WORK TASK 1:
Copy the stretch of the Diabetes Canada rebranding passage from "The rebranding and" through "disability tax credits.", word for word.
WORK TASK 2:
Translate into French this sentence from the Diabetes Canada rebranding passage: "Diabetes Canada continues to fund research, improve access to supplies, run educational health programs to prevent new cases and lobby the government for workplace protections and disability tax credits."
WORK TASK 3:
Pick up the Diabetes Canada rebranding passage after its final sentence and keep writing.

The rebranding and new campaign comes with a new platform for the organization, “End Diabetes.”
“We knew what we did and the impact of what we did, but we didn’t have our why,” says Mapy Villaudy, chief development and marketing officer at Diabetes Canada. “The ah-ha moment was that idea of ending diabetes. The strikethrough in the creative really resonated not only with the idea of striking out diabetes and ending it, but also the stigma around it.”
While the long-term goal would be to find a cure for the disease, in the meantime it is looking at what it can be doing to mitigate the impact on the people who have to manage the disease. Diabetes Canada continues to fund research, improve access to supplies, run educational health programs to prevent new cases and lobby the government for workplace protections and disability tax credits.
But from a communications perspective, “ending diabetes” starts with ending the stigma around diabetes by showing the rest of the population what living with the disease feels like.

RAW DATA:
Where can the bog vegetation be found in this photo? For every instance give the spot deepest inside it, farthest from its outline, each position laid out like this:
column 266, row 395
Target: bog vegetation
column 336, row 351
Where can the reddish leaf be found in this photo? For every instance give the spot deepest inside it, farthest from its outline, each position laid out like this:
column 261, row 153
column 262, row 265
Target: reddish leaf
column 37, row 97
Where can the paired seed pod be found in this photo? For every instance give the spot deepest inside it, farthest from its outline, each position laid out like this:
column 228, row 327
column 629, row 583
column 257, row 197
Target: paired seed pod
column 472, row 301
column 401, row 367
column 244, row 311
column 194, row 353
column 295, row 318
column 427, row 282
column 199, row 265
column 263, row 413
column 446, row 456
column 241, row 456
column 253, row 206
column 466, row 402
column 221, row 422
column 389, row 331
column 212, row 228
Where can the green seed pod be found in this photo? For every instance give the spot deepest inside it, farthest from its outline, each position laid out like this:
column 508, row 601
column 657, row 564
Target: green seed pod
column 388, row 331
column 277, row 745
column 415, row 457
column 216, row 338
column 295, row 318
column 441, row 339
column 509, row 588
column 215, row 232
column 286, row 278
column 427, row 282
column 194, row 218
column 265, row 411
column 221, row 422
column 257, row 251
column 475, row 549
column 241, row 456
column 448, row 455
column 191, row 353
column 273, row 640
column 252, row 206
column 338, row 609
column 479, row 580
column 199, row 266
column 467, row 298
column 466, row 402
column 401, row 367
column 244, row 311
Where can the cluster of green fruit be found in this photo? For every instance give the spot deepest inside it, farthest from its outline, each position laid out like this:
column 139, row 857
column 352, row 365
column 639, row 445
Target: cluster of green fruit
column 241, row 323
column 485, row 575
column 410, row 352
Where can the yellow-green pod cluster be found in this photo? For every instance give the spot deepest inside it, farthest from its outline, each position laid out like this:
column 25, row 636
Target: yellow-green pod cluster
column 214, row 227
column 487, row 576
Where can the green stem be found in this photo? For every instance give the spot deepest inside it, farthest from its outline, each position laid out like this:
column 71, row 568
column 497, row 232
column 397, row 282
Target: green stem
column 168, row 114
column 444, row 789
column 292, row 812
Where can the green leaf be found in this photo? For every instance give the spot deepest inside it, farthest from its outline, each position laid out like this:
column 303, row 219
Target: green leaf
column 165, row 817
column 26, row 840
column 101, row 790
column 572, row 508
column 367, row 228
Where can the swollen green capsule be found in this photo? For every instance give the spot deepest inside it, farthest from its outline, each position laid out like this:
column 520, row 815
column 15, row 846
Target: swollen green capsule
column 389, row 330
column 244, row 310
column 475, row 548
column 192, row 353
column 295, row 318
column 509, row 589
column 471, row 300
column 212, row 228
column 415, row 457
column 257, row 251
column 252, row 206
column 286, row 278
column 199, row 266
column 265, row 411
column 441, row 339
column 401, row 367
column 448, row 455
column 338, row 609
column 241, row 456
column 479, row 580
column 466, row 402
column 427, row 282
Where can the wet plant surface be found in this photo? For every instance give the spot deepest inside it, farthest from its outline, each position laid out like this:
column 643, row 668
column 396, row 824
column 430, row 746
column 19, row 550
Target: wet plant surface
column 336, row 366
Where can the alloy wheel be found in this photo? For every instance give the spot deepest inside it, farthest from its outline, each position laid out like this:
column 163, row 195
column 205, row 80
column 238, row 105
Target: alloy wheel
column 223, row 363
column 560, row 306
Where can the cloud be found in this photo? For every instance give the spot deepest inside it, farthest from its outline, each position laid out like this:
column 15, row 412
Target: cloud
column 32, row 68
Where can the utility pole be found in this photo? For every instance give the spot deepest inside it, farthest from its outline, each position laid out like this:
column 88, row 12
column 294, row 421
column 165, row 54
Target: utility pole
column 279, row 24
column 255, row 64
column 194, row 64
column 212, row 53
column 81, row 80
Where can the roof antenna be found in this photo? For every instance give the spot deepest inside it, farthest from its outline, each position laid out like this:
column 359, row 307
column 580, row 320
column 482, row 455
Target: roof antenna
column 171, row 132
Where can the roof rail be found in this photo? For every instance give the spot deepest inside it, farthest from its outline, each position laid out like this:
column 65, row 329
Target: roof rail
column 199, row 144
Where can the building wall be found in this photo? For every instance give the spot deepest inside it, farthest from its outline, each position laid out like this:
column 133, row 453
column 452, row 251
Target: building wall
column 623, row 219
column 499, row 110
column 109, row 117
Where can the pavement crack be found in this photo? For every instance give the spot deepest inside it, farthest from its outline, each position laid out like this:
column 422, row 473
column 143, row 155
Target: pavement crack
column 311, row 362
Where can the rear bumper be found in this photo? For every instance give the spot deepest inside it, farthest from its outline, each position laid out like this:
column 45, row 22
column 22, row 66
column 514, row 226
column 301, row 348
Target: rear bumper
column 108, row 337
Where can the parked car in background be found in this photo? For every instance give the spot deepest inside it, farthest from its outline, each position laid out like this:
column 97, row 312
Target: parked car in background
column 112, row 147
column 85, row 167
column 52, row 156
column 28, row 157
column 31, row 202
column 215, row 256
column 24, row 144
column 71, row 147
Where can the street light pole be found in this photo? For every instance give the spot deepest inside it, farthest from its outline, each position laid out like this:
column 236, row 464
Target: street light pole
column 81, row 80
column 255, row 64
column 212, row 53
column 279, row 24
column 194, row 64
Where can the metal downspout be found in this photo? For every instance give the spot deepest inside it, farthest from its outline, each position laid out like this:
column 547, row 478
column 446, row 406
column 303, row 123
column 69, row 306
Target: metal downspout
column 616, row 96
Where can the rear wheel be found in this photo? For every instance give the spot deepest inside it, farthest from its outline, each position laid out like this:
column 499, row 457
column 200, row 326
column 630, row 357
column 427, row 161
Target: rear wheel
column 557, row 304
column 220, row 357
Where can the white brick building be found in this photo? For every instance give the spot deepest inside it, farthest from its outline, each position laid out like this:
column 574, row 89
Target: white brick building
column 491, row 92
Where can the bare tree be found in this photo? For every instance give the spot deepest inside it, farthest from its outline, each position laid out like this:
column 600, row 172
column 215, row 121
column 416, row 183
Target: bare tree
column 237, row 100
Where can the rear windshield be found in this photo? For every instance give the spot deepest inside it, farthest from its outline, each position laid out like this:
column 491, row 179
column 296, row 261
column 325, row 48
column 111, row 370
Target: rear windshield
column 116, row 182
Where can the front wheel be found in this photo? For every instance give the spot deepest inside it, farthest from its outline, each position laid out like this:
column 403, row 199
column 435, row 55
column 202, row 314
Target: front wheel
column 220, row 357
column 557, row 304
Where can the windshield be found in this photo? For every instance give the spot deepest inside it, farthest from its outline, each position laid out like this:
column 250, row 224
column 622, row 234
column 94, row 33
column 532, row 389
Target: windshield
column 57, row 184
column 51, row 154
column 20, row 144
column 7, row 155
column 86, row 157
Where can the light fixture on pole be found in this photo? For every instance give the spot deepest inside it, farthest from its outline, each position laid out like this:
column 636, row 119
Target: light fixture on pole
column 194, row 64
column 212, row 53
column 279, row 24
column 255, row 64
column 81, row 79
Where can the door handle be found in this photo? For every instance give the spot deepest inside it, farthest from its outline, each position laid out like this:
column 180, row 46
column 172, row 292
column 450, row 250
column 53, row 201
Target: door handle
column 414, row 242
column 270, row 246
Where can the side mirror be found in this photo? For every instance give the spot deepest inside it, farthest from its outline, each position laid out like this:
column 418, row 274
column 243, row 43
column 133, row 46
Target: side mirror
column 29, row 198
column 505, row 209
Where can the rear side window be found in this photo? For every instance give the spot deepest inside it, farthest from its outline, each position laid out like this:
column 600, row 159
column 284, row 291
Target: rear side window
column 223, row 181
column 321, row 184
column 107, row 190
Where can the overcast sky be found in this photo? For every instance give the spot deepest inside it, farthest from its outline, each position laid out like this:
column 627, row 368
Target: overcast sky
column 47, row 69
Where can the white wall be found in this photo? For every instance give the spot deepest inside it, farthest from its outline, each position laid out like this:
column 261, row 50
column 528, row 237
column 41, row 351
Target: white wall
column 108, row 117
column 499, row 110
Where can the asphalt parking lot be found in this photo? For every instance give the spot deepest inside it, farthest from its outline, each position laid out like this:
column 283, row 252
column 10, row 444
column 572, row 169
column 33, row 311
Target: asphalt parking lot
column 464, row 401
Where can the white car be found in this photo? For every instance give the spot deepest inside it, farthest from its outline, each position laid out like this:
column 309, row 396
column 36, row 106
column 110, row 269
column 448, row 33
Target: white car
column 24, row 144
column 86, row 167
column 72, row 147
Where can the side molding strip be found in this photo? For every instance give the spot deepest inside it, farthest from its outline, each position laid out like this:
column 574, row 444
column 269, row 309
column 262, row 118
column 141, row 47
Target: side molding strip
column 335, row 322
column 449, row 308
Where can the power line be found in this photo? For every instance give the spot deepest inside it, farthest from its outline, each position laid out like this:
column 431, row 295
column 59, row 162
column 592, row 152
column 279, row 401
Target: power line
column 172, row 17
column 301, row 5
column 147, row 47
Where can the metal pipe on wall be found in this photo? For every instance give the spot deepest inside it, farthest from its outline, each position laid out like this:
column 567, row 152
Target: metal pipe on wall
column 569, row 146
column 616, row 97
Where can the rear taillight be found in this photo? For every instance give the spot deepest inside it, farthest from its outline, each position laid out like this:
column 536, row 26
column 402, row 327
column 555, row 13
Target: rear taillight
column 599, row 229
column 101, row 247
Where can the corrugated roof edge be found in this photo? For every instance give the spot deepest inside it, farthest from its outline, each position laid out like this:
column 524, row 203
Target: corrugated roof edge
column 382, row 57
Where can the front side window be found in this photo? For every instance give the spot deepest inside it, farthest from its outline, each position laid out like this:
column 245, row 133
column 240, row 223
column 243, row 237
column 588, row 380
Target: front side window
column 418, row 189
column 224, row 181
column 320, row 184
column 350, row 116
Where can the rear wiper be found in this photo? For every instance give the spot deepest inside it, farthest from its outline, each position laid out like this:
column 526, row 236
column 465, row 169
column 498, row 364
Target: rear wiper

RESULT 1:
The rebranding and new campaign comes with a new platform for the organization, “End Diabetes.”
“We knew what we did and the impact of what we did, but we didn’t have our why,” says Mapy Villaudy, chief development and marketing officer at Diabetes Canada. “The ah-ha moment was that idea of ending diabetes. The strikethrough in the creative really resonated not only with the idea of striking out diabetes and ending it, but also the stigma around it.”
While the long-term goal would be to find a cure for the disease, in the meantime it is looking at what it can be doing to mitigate the impact on the people who have to manage the disease. Diabetes Canada continues to fund research, improve access to supplies, run educational health programs to prevent new cases and lobby the government for workplace protections and disability tax credits.

RESULT 2:
Diabetes Canada continue de financer la recherche, d'améliorer l'accès aux fournitures, de mener des programmes éducatifs de santé pour prévenir de nouveaux cas et de faire pression sur le gouvernement pour obtenir des protections en milieu de travail et des crédits d'impôt pour personnes handicapées.

RESULT 3:
“We launched ‘End Diabetes’ for people to really connect and see how people in their everyday lives are challenged with it,” Villaudy says. “We call it an invisible epidemic because 11 million Canadians have diabetes or pre-diabetes but no one really talks about it. When they don’t talk about it, they feel stigmatized and isolated, and that contributes to them not seeking help and support.”
The combination of the new platform, new branding and new name is not only meant to add energy to Diabetes Canada’s work, but send a clearer message the Canadians about the work it is doing and why it is deserving of their ongoing support.
“We’ve been doing great work over the last 60 years, but we haven’t changed much and we’ve been seen as the same organization over that whole time,” Villaudy says. “Back in the day, words like ‘foundation’ and ‘association’ meant something. Institutions are perhaps less trusted today, or seen as large and archaic and complex, the kind of place where a donation could get lost. We’re trying to demonstrate we are an agile, focused and purposeful organization that is really focused on one thing, which is to end diabetes.”